■ Выполните задание ■
Приведите все строки листинга, в которых встречается слово «right», с учетом регистра.

-------- Листинг к заданию

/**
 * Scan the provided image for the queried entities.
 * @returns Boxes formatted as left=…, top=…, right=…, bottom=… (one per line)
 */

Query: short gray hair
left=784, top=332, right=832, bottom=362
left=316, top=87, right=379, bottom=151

----------------

■ Ответ на задание ■
 * @returns Boxes formatted as left=…, top=…, right=…, bottom=… (one per line)
left=784, top=332, right=832, bottom=362
left=316, top=87, right=379, bottom=151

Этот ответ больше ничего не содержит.